## PASSAGE GIVEN
======

Equality, diversity and inclusion officers aim to reduce workplace discrimination, fight for equal access to services and promote positive attitudes
As an equality, diversity and inclusion officer, you'll aim to promote good relations and practices towards different minority groups. You may work within community services, supporting people who experience some form of discrimination and delivering diversity workshops to communities, staff and volunteers.
The role can involve the development, monitoring and review of policies and strategies designed to ensure organisations, staff and stakeholders engage with legislative duties. In major companies, officers may specialise in one particular area such as disability or race relations, while those in smaller organisations may work across a range of strands.
There are many variations of job title for this role. For example, you may be known as a diversity officer, inclusion officer, diversity and inclusion officer or equality and inclusion officer.
Types of work
Equality, diversity and inclusion officers cover various equality strands, such as:
- gender reassignment
- sexual orientation.
As an equality, diversity and inclusion officer, you'll need to:
- research, apply and promote diversity initiatives and share best practice
- provide advice, guidance and support on equality and diversity issues
- assess community needs and promote community cohesion
- promote changes within organisations and the wider community
- develop systems for reporting any incidents of discrimination
- liaise with community groups and other relevant organisations, e.g. the police, local councils and NHS trusts
- raise awareness in schools, colleges and the wider community
- deal with conflict within the community or the workplace
- interact with people at all levels and from a range of backgrounds
- respond to complaints and provide information on options for complainants
- maintain an up-to-date knowledge of anti-discriminatory legislation
- translate equality legislation into practice to ensure organisations meet statutory requirements
- write, implement and review policy at corporate and service level
- present reports and recommendations
- prepare and deliver presentations and workshops to staff, stakeholders and partner organisations.

======

## TASK INSTRUCTIONS
a) Would you return the passage on equality officers word for word, beginning at the words "The role can" and stopping after "range of strands."?
b) Could you change "the man's" to "the person's" in the listing from its first line through the line that has "[61,84,86,111]", and give back only those lines, otherwise unchanged and without the pictures?

## RECORD SET
======

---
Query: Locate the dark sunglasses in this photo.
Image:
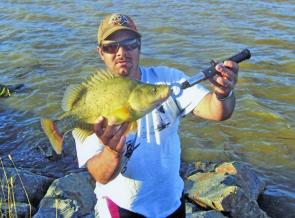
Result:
[100,38,141,54]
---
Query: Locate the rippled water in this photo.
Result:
[0,0,295,211]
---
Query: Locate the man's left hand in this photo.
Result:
[210,61,239,98]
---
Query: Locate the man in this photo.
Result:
[74,14,238,218]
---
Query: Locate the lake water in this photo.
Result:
[0,0,295,214]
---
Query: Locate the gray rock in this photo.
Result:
[1,202,35,218]
[34,172,96,218]
[0,168,53,205]
[185,162,268,217]
[185,210,226,218]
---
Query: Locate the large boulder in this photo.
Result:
[185,162,268,217]
[0,168,53,206]
[34,172,96,218]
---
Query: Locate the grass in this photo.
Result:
[0,155,32,218]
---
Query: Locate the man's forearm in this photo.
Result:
[210,92,236,121]
[87,146,121,184]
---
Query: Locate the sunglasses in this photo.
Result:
[100,38,141,54]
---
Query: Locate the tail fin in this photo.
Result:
[41,118,63,155]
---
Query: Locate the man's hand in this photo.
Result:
[210,61,239,99]
[93,117,129,155]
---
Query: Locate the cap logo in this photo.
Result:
[111,14,128,26]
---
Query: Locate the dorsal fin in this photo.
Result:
[83,69,114,87]
[61,84,86,111]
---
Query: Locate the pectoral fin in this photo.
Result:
[73,128,93,142]
[41,119,64,155]
[111,106,131,123]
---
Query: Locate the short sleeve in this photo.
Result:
[164,68,209,116]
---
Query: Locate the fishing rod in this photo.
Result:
[180,49,251,89]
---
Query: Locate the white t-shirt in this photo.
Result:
[74,66,208,218]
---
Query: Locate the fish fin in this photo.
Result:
[111,106,130,122]
[73,128,93,142]
[61,85,86,111]
[126,121,137,133]
[83,69,114,87]
[41,118,64,155]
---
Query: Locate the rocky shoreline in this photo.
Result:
[1,161,294,218]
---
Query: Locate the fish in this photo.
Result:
[40,69,171,155]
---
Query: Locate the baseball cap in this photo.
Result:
[97,13,141,45]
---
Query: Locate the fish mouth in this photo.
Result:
[160,87,172,102]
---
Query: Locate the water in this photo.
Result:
[0,0,295,210]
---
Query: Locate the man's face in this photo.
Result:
[98,30,139,79]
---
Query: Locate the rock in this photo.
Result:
[1,202,36,218]
[0,168,53,206]
[258,186,295,218]
[34,172,96,218]
[185,202,225,218]
[185,210,226,218]
[185,162,268,217]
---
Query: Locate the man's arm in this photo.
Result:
[86,119,128,184]
[193,61,239,121]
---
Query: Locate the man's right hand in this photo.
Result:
[93,117,129,155]
[86,118,129,184]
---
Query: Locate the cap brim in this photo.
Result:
[99,26,141,43]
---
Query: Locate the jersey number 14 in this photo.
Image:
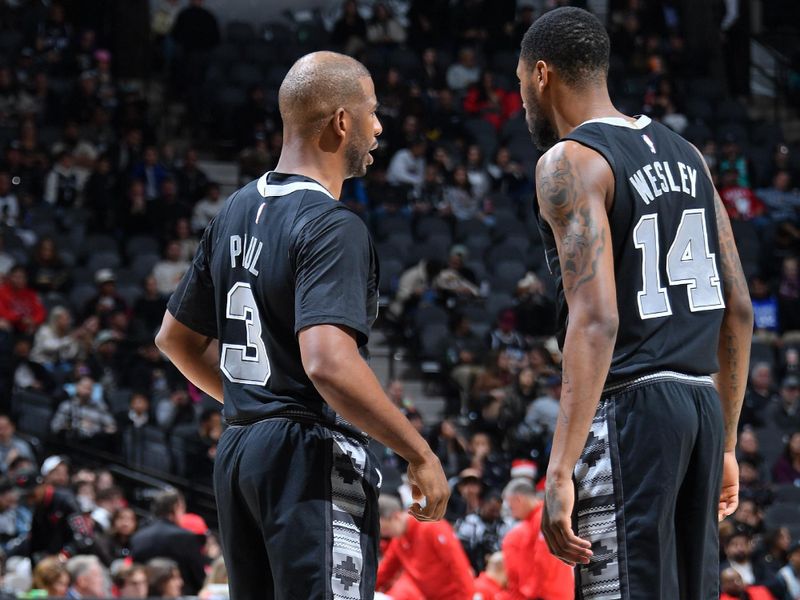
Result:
[633,208,725,319]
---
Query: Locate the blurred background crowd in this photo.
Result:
[0,0,800,600]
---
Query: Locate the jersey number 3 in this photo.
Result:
[633,208,725,319]
[219,281,271,386]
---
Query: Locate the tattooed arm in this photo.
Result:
[536,141,619,564]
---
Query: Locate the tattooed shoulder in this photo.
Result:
[536,143,608,292]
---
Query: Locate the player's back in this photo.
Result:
[203,173,377,428]
[544,117,724,383]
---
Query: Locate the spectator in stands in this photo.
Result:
[454,491,513,574]
[753,527,792,582]
[28,237,71,294]
[772,429,800,486]
[447,47,481,92]
[97,506,138,560]
[367,2,406,47]
[152,240,189,295]
[0,265,47,334]
[66,555,110,600]
[31,556,69,598]
[83,268,128,328]
[375,494,473,600]
[719,568,774,600]
[44,151,81,211]
[719,169,766,221]
[778,541,800,600]
[31,306,80,370]
[50,377,117,446]
[778,256,800,332]
[145,558,184,598]
[131,489,205,595]
[475,552,508,600]
[192,181,225,233]
[503,478,574,600]
[720,530,755,585]
[112,563,149,598]
[767,375,800,434]
[386,136,427,193]
[464,71,522,131]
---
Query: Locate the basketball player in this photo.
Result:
[517,8,753,600]
[157,52,449,600]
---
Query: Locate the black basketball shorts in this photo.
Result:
[574,372,724,600]
[214,418,381,600]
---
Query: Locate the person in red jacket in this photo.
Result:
[0,266,47,333]
[474,552,508,600]
[498,478,575,600]
[376,495,473,600]
[719,567,775,600]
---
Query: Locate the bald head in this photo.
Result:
[278,52,370,137]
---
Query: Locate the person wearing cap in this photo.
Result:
[778,540,800,600]
[500,478,574,600]
[474,552,508,600]
[766,375,800,435]
[375,495,474,600]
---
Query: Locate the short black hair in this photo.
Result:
[520,6,611,87]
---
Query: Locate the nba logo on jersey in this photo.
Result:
[642,133,656,154]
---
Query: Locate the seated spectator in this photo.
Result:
[0,414,36,474]
[31,556,69,598]
[772,430,800,486]
[454,491,514,573]
[719,568,774,600]
[367,2,406,46]
[192,181,225,233]
[778,541,800,600]
[97,506,139,561]
[0,265,47,334]
[145,558,184,598]
[152,240,189,295]
[447,48,481,92]
[31,306,80,370]
[83,269,128,328]
[375,494,473,600]
[464,71,522,131]
[112,563,150,599]
[720,530,756,585]
[50,377,117,446]
[766,375,800,434]
[753,527,792,582]
[386,136,427,193]
[502,478,574,600]
[475,552,508,600]
[131,489,205,595]
[437,165,484,221]
[44,151,82,210]
[66,555,111,600]
[28,237,70,294]
[719,169,765,221]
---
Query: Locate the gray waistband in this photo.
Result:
[603,371,714,396]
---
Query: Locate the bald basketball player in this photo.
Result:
[156,52,449,600]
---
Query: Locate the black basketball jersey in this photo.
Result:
[536,116,725,383]
[168,172,378,429]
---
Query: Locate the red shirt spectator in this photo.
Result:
[0,267,47,333]
[376,495,473,600]
[498,478,575,600]
[719,170,766,221]
[474,552,508,600]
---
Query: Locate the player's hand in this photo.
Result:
[542,479,592,567]
[406,452,450,521]
[717,452,739,521]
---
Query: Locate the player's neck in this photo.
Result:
[275,144,344,200]
[554,86,629,137]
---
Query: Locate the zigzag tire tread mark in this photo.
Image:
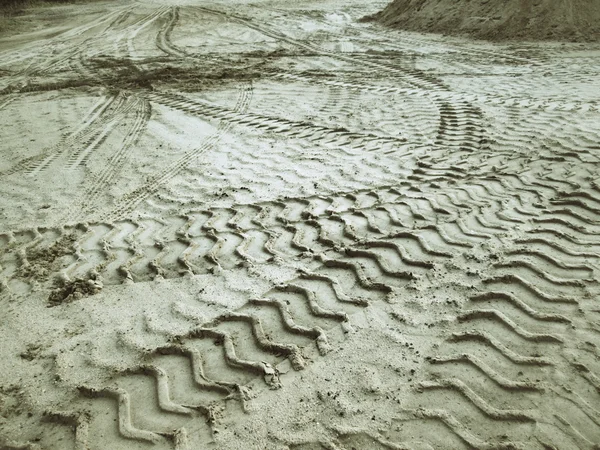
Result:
[0,179,516,298]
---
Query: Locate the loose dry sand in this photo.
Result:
[369,0,600,42]
[0,0,600,450]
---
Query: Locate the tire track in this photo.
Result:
[99,85,252,221]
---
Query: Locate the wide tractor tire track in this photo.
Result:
[0,0,600,450]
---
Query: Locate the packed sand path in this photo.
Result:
[0,0,600,450]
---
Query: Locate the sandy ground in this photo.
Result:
[365,0,600,42]
[0,0,600,450]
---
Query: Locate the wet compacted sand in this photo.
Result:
[0,0,600,450]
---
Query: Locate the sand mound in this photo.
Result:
[369,0,600,41]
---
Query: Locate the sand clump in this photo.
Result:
[366,0,600,42]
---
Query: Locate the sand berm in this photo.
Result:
[365,0,600,42]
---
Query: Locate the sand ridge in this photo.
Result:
[367,0,600,42]
[0,0,600,450]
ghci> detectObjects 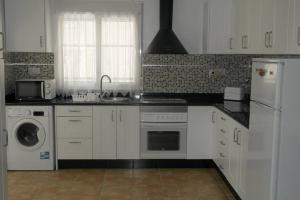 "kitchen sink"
[102,97,129,103]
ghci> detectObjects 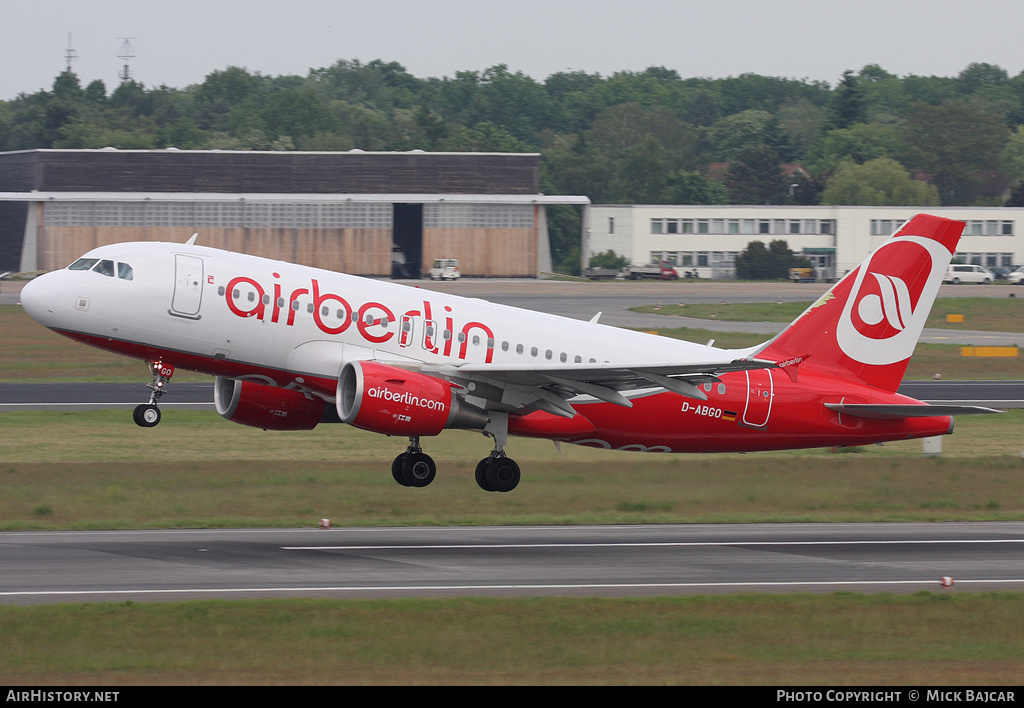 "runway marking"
[6,578,1024,597]
[281,538,1024,551]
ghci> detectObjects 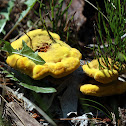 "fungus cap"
[6,29,82,80]
[80,80,126,97]
[82,58,123,84]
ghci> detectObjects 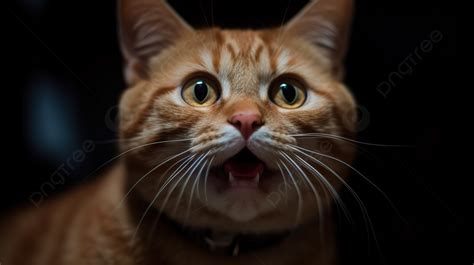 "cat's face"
[120,1,355,231]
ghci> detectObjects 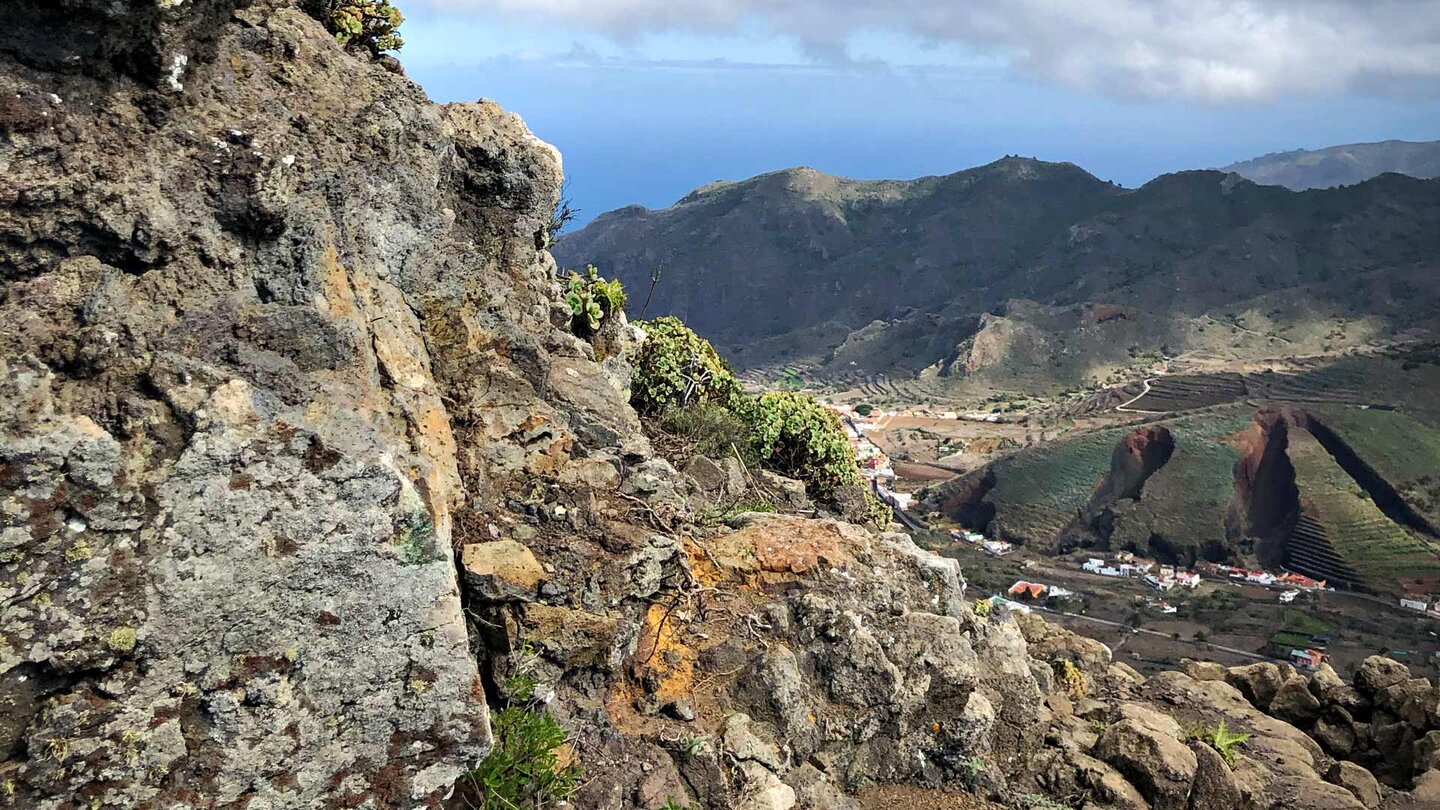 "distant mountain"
[1221,141,1440,192]
[554,157,1440,382]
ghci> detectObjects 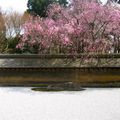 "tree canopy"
[27,0,68,17]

======

## OUTPUTS BY TASK
a)
The role can involve the development, monitoring and review of policies and strategies designed to ensure organisations, staff and stakeholders engage with legislative duties. In major companies, officers may specialise in one particular area such as disability or race relations, while those in smaller organisations may work across a range of strands.

b)
---
Query: Locate the dark sunglasses in this photo.
Image:
Result:
[100,38,141,54]
---
Query: Locate the rippled water in this photo.
Result:
[0,0,295,211]
---
Query: Locate the person's left hand in this photo.
Result:
[210,61,239,98]
---
Query: Locate the man in this photo.
Result:
[74,14,238,218]
---
Query: Locate the lake water in this photo.
Result:
[0,0,295,214]
---
Query: Locate the gray rock in this photo.
Result:
[1,202,35,218]
[34,172,96,218]
[0,168,53,205]
[185,162,268,217]
[185,210,226,218]
---
Query: Locate the large boulder in this photo.
Result:
[185,162,268,217]
[0,168,53,206]
[34,172,96,218]
---
Query: Locate the grass in this photo.
Result:
[0,155,32,218]
---
Query: Locate the person's forearm in this photo.
Result:
[210,92,236,121]
[87,146,121,184]
---
Query: Locate the sunglasses in this photo.
Result:
[100,38,141,54]
---
Query: Locate the tail fin in this photo.
Result:
[41,118,63,155]
---
Query: Locate the person's hand in this photo.
Result:
[210,61,239,99]
[93,117,129,155]
---
Query: Locate the cap logo in this photo.
Result:
[111,14,128,26]
---
Query: Locate the dorsal fin in this photo.
Result:
[83,69,114,87]
[61,84,86,111]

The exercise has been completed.